Quoted text:
[start]

Only two things have come from "TiVo Towers" - stopping taking cash, and updating the service agreement.

The first one looks odd. Two possible explanations I can think of a) the Virgin contract says only they can sell TiVo service in the UK, so Sky can't carry on taking the cash (is it Sky who the 310 went to?) or b) they are softening up for a closure.

Second one could be administrative tidying, splitting the UK S1 service contract from the US one. or it could eb drawing out attention to the rules so we know that thay have the right to turn off the service when they do.

So you could read it neutral, or you could read it negative - up to you.

Either way I fail to see what good lobbying them would do at this stage. They are keeping the service going at the moment as a freebie. Don't look a gift horse in the mouth (or demand more gift horses).


----------



## cwaring

spitfires said:


> If you have an alternative vibe then please feel free to state - _including evidence_ (such as a definitive statement from Tivo Inc) - that they _will_ keep the service running.


Of course there has been no such definitive statement, but that is what I will need before I believe it. I tend to take things at face value and not read things in that aren't there.

I don't get any "vibes" from Tivo about anything. They'll do what they want to do and that's that.


----------



## sad_tivo_man

cwaring said:


> ....
> Yet you wanted us to accept your 'gut feeling' without proof.


No he didn't. He simply voiced his opinion.

TCM2007....we are not asking for more gift horses. We are more than happy to continue to pay the monthly sub.

My OPINION is that I cannot see the point of all the 'extras' on the VM box. And certainly nothing to justify the usurious monthly sub. Don't forget, we are not all bankers or footballers. Some of us have a very limited fixed income.

Everything the VM TiVo seems to offer is already available either with iPlayer or TiVo (OK..maybe it has a second tuner).

[end]

Data supplied:

[start]

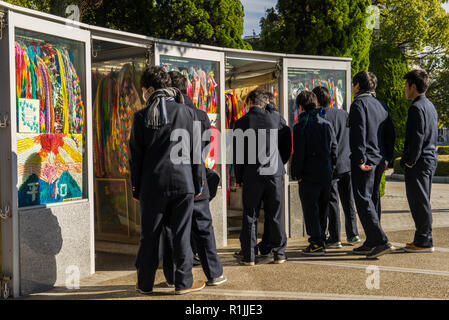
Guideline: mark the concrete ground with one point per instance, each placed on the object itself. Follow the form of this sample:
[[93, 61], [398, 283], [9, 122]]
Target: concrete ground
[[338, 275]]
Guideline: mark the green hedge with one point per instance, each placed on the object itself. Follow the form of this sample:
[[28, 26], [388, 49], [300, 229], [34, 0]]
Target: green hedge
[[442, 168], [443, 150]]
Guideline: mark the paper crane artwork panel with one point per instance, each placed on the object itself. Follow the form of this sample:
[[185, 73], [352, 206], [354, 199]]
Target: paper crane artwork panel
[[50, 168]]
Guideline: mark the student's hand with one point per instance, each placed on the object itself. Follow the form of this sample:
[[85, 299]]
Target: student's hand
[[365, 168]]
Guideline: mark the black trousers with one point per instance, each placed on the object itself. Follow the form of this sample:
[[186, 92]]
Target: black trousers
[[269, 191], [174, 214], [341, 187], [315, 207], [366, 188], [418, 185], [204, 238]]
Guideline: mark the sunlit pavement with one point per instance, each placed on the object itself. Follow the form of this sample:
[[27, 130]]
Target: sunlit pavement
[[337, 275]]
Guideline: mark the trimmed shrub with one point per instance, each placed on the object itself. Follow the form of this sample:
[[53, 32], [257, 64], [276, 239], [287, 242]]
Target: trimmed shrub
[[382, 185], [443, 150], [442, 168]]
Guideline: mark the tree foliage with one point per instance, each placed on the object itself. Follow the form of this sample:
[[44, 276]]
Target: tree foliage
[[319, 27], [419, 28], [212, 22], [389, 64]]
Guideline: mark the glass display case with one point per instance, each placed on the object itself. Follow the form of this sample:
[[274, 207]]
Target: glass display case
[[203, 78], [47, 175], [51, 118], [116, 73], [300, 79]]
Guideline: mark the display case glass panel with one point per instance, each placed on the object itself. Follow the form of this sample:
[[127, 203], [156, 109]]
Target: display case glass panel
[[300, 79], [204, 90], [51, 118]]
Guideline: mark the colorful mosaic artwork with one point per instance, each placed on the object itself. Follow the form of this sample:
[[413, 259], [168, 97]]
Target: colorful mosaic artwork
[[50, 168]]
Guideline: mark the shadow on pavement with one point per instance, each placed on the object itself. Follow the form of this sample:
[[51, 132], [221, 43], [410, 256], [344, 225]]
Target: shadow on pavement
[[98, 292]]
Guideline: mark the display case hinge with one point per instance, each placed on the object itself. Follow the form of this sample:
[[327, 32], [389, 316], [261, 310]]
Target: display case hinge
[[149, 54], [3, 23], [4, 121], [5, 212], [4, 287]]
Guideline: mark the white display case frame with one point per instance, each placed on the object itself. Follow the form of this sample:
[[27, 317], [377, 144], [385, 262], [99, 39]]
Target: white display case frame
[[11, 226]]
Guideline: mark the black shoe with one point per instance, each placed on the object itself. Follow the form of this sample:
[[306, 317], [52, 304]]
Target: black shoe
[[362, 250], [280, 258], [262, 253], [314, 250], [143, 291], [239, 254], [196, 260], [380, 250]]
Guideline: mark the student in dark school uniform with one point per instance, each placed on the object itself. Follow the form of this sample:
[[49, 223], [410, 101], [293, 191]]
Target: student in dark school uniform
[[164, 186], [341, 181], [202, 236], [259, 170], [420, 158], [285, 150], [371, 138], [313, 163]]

[end]
[start]

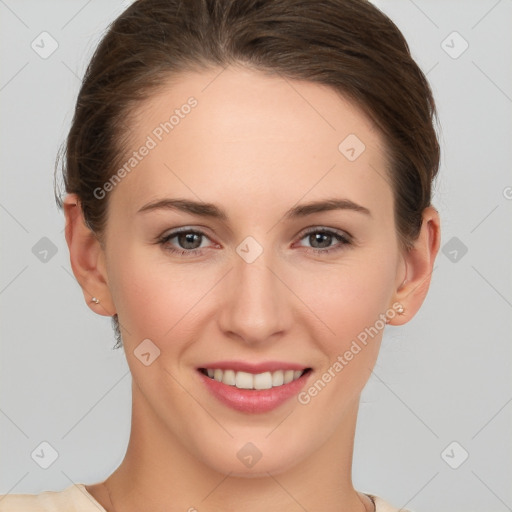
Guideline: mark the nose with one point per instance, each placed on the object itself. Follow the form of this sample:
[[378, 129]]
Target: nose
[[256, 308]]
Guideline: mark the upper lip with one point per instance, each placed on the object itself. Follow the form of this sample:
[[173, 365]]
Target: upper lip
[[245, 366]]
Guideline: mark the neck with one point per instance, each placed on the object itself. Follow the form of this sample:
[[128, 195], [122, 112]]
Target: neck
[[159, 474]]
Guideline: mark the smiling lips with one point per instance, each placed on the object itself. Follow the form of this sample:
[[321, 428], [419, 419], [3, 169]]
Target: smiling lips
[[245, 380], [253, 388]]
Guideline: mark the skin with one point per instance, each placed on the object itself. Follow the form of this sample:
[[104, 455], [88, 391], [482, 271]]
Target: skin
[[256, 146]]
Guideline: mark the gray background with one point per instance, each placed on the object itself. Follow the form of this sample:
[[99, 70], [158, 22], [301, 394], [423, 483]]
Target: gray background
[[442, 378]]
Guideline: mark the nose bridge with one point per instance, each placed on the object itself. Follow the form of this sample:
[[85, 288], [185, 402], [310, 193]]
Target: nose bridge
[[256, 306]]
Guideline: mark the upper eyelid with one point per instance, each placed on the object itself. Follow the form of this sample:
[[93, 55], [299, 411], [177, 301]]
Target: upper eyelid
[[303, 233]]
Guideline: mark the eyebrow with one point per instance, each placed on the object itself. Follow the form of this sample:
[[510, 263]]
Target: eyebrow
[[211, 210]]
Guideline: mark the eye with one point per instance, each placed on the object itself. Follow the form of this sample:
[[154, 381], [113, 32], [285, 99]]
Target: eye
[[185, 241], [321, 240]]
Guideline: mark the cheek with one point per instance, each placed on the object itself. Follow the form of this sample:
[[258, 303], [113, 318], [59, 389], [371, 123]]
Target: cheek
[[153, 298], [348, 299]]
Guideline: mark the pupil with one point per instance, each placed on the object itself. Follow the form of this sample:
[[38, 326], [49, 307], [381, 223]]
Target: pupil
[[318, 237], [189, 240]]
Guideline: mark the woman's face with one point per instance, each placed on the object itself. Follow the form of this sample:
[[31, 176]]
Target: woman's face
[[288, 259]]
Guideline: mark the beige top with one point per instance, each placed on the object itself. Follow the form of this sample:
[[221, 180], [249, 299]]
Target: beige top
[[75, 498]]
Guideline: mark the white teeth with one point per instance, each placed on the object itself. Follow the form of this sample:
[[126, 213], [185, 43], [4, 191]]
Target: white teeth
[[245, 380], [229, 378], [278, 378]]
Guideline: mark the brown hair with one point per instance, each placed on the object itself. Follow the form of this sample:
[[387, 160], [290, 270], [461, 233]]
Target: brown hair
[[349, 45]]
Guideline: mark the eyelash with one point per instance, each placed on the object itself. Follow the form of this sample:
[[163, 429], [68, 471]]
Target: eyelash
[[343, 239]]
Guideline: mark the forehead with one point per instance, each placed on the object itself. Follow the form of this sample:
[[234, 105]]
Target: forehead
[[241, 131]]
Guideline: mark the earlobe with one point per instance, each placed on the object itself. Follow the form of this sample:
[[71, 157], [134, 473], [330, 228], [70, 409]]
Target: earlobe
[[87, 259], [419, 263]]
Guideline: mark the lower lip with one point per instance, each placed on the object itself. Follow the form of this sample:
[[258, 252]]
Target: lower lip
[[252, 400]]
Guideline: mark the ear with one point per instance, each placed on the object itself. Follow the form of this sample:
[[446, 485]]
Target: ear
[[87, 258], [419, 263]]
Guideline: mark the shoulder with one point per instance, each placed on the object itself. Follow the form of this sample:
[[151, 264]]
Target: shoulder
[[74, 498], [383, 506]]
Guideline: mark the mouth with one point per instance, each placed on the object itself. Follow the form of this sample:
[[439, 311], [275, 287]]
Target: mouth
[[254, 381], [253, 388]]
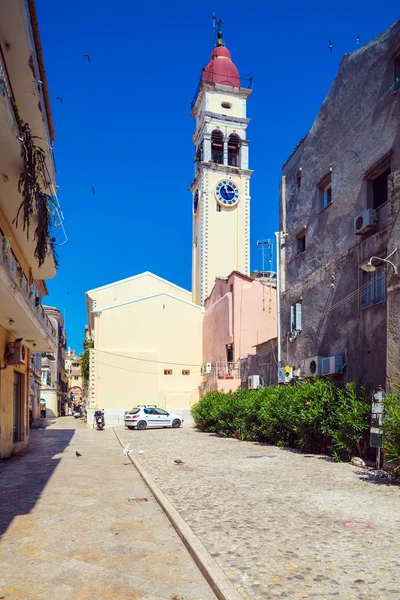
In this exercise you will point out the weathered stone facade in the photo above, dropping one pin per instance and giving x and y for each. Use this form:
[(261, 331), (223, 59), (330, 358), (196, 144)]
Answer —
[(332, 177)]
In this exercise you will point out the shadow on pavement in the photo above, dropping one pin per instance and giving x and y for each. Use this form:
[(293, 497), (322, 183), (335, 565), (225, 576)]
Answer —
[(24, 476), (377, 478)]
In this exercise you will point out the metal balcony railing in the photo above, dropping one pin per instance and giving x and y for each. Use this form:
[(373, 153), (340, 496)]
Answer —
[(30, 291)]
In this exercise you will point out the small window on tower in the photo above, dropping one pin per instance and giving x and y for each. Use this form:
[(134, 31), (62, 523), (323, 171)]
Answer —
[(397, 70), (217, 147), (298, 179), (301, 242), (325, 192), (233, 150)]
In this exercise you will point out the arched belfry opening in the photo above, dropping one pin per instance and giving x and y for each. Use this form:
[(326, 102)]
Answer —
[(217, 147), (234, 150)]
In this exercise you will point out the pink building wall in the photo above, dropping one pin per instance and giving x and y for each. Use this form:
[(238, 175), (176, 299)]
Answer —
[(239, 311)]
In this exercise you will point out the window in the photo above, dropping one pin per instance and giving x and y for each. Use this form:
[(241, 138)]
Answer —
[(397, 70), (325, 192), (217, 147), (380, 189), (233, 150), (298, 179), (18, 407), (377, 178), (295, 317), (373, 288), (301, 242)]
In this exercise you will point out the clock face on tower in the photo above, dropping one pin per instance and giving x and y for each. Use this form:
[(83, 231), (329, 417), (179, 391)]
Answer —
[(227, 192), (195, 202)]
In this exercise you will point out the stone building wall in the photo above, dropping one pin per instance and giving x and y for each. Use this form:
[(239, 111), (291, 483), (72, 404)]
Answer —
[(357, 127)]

[end]

Required work: Can you condense the paragraph that begins "My OPINION is that" in the TiVo forum thread into a short bulleted list that keeps its main points? The entries have nothing to do with the TiVo forum thread.

The output:
- The writer sees no point in the "extras" on the VM box.
- Nothing justifies its very high monthly subscription.
- Not everyone is a banker or footballer.
- Some people live on a very limited fixed income.